I read recently that the biggest regret that retirees had was not retiring sooner. They would rather have had less money than retire when they are too old to enjoy activities. I have 2 suggestions:
1. You could suggest that you retire and your wife work since she's younger. Seems fair
2. Maybe you could get fired. You could do a crappy job for 1 year until they fire you and then draw unemployment for 2 years. That would get you to 65! Wow. What a plan.
I ask my manager kiddingly about firing me... at my age they don't "fire" anyone but offer the opportunity to retire. We both laughed and then he said... ok I'll do it for 5K.
I have a friend with a similar situation. May I suggest that you and your wife spend a lot of time talking thru the reasons for her fears? Is there any reason to think she will be more comfortable with your retirement next year? or the year after? If not, do you plan to work until you drop? This is something for her to think about logically and fairly.
Its a big change, and will take some compromises and adjustments, but pls don't forget that you have earned this, and are no less entitled to be happy in your senior years than she is.
I agree with this. You need better communication. You don't really know why she resists the idea.
I also am not clear about whether she works. Does she? I do think I'd wait until the last kid launches, but after that, if you have the means, then I think you should be able to retire.
You need to sit down without your wife and determine when you are financially able to retire, and then when YOU want to retire. Make the decision and stick to it. You will be the most miserable person in the world if you keep working because she wants you to but you don't want to. Hopefully she will agree with your decisions. If not, there are more over 55 single ladies out there than ever before.

☆ ☆ ☆ ☆ ☆

Work to do:
1) Answer these from the retirement discussion:
(a) What did the opening post say was the biggest regret among retirees?
(b) What amount did the manager name for firing the poster?
(c) Until what point would the poster who asks whether the wife works wait before retiring?
2) Using the retirement discussion, explain why retirees say they wish they had retired sooner.
3) Carry the retirement discussion forward from its last post.

Material supplied:
☆ ☆ ☆ ☆ ☆

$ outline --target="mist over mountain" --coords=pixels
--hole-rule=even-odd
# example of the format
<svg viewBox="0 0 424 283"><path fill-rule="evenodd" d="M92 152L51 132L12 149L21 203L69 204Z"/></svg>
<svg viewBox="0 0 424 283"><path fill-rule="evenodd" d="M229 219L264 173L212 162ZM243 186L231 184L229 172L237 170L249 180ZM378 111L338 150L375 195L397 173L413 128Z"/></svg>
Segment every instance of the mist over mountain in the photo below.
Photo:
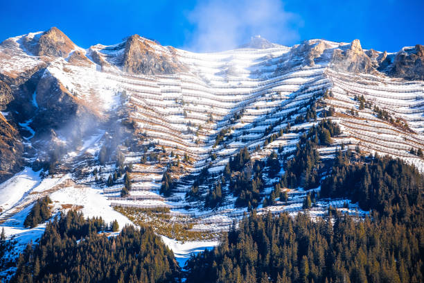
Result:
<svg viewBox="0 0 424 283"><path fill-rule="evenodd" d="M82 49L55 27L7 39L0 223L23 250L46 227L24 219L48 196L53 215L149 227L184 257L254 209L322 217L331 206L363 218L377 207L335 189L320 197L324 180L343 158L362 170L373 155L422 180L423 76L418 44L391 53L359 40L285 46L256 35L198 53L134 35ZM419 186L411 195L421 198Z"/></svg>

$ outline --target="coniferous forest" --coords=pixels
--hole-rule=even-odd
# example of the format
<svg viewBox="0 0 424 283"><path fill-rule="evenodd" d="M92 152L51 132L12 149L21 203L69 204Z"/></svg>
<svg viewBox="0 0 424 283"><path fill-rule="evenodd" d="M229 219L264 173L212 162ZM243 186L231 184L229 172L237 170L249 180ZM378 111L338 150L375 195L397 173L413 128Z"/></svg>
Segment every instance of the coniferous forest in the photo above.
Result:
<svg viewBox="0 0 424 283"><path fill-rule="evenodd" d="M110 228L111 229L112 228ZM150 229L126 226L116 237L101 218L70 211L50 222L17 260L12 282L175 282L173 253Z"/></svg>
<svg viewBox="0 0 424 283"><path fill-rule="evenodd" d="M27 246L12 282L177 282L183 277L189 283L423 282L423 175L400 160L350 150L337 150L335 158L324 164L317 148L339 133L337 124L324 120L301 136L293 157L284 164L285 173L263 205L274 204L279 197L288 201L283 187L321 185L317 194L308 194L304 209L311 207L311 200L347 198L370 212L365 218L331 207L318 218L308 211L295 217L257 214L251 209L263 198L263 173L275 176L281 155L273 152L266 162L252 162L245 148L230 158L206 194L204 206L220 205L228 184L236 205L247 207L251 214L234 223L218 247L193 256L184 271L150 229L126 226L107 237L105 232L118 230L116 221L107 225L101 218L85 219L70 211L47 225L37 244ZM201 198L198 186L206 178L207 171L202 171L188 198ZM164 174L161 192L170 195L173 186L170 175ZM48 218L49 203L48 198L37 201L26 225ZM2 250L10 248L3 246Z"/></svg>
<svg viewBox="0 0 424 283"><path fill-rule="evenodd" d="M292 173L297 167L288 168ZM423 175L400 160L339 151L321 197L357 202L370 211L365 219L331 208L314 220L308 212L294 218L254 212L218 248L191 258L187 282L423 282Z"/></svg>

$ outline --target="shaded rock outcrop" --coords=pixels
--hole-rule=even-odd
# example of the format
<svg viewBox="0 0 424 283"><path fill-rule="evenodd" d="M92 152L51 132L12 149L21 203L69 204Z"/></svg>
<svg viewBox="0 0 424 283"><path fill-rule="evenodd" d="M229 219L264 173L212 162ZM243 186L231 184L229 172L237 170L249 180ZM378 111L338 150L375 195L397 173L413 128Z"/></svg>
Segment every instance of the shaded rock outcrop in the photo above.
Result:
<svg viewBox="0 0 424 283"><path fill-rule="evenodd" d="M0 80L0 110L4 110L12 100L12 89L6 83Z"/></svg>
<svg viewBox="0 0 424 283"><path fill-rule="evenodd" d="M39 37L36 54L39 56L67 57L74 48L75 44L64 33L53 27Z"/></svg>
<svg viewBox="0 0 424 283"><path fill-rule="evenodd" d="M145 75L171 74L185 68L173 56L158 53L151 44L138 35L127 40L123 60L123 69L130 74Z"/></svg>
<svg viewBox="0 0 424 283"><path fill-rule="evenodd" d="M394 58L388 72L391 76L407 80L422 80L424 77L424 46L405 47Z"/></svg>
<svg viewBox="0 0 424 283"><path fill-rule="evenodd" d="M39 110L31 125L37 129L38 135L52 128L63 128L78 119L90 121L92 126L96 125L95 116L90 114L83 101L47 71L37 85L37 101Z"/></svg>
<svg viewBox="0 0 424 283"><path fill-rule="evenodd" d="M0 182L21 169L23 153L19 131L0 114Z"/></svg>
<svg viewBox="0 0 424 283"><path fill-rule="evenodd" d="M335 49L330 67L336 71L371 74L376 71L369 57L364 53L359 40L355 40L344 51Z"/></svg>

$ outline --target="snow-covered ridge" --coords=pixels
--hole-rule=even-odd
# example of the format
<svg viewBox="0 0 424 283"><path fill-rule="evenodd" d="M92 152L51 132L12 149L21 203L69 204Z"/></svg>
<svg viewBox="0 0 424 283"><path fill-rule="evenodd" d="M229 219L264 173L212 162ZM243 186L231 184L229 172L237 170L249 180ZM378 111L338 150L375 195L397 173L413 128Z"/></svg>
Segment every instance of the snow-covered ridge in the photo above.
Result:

☆ ☆ ☆ ☆ ☆

The results:
1)
(a) Not retiring sooner.
(b) 5K.
(c) Until the last kid launches.

2) They would rather have had less money than retire when they are too old to enjoy activities.

3)
*The youngest has been away at college for 5 yrs (EE) so no empty nest... we're done with that.
*No need for marriage counseling... we're solid as a rock.
*A bit of resentment maybe on my part, but sacrafice is the husbands burden, IMO. I will do what is necessary for her to feel loved and safe.
*We've talked about buying a flipping a few houses since I capable and she's in real estate but I worry about her "going cheap". I'm not good at "that's good enough" so I'm hesitant. might work if she can commit to the "plan". She's not good at planning the work and working the plan.
*Work wants me to be available after retirement but I'm ready for something different after 35 yrs.
I'm gonna have the kids work on her... Kids can be bribed (kiddin')
I can understand her concerns and you sound kind of pissed about the whole thing. How much time you spend discussing when you'd retire? It almost sounds like you decided on your own without a lot of talking. Also perhaps your wife is concerned your kids might boomerang back to living at home, or even that they haven't moved out yet. Even if you don't INTEND for them to remain dependent, you may end up helping them more than you'd like to think.
Maybe slow things down a bit and have some in-depth discussion to address her fears and your aspirations. Find out how you both expect to handle the kids if things don't go as planned.
When your 'financial guy' said that you are good to go without any details,what does that mean? You have enough money to pay bills and live on as well as for unexpected health concerns? What do you plan to do when you retire?
Maybe your wife is okay with the general idea of retirement but the actuality of it scares her. It might be an unreal fear to you but something about it scares her, She might be going through a lot of feelings right now about the changes in your life (the last child leaving home, the possibility of you retiring) that she may not be able to articulate yet. Continue to talk to her and find out why your retirement seems to scare her.
Would it help, as someone suggested, to retire gradually- cut down to part time then leave the job at the end of a year (or whatever time frame that you have)? She'll need to start thinking about her own retirement as well.
Does your wife go with you when you see "the financial guy"? Does she understand your financial position?
Quote:
Originally Posted by Dave_n_Tenn
yes
Regardless of what you think she understands, she's still anxious. You can "hang tough" and go ahead and retire immediately but I'm not sure either of you will be very happy until you come to more of an agreement on expectations.
As mentioned, maybe she is feeling a bit envious that she we will still be working and you will be "sitting around"?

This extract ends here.